» INSTRUCTIONS TO FOLLOW: The lines from the one containing "Greenhouse-scouting request: tag the chrome side" through the end of the entries are what to output; reproduce them exactly and add nothing.

Entries taken from a collection
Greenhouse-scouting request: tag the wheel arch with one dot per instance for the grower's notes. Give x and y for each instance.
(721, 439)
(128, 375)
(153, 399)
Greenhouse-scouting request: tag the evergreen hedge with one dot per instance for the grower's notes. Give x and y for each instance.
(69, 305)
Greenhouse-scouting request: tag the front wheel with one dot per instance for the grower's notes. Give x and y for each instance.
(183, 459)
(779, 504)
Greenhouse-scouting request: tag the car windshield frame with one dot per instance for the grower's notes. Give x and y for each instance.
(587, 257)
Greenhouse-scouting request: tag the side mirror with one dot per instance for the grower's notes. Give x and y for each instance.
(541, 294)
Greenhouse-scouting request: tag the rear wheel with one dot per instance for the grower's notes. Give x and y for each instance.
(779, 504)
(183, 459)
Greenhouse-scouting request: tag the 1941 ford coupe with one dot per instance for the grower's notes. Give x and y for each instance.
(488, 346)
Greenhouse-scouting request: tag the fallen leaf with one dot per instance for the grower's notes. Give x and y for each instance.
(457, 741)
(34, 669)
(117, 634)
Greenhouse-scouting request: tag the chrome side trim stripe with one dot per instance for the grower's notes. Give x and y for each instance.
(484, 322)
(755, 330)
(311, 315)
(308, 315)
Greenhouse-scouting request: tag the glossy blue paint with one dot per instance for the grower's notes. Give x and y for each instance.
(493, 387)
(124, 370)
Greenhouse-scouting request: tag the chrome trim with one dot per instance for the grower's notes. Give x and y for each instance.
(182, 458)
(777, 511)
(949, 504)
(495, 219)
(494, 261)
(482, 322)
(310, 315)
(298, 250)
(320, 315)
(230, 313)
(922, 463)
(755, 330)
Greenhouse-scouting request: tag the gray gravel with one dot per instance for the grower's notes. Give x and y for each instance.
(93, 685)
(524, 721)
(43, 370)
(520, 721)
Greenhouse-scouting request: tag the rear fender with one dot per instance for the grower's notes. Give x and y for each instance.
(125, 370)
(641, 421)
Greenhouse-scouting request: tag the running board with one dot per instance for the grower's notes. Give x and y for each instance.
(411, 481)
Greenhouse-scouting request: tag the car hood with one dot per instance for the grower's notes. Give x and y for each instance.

» EXERCISE RESULT:
Greenhouse-scouting request: tag the chrome side trim stripe with one dot per instance for the grower's notes. Give x and y for each instance.
(484, 322)
(755, 330)
(311, 315)
(308, 315)
Greenhouse-scouting request: tag the glossy blue paint with one dot per instance for the grower's notes. Give x and y for each instance.
(493, 387)
(124, 370)
Greenhouse-scouting request: tag the chrome trim with one dot per instance for the grower's notes. Give x and y for each instance.
(182, 458)
(777, 511)
(949, 504)
(495, 219)
(494, 261)
(482, 322)
(310, 315)
(298, 250)
(320, 315)
(230, 313)
(922, 463)
(755, 330)
Greenhouse-scouting request: tag the gray gravel with one dot per instance for the grower's notes. Give x and y for each instance.
(93, 685)
(524, 721)
(43, 370)
(520, 721)
Greenhouse-scouting request: tag the rear fender with one dot per instance for the grower's notes. Give x and y for each instance.
(125, 370)
(641, 421)
Greenhouse-scouting request: tag the running board with one dot per instance for the grower's notes. Give x and y for each instance.
(411, 481)
Greenhouse-scouting request: tag the car hood with one dot per instance for the grower's notes. Give x and y for each instance.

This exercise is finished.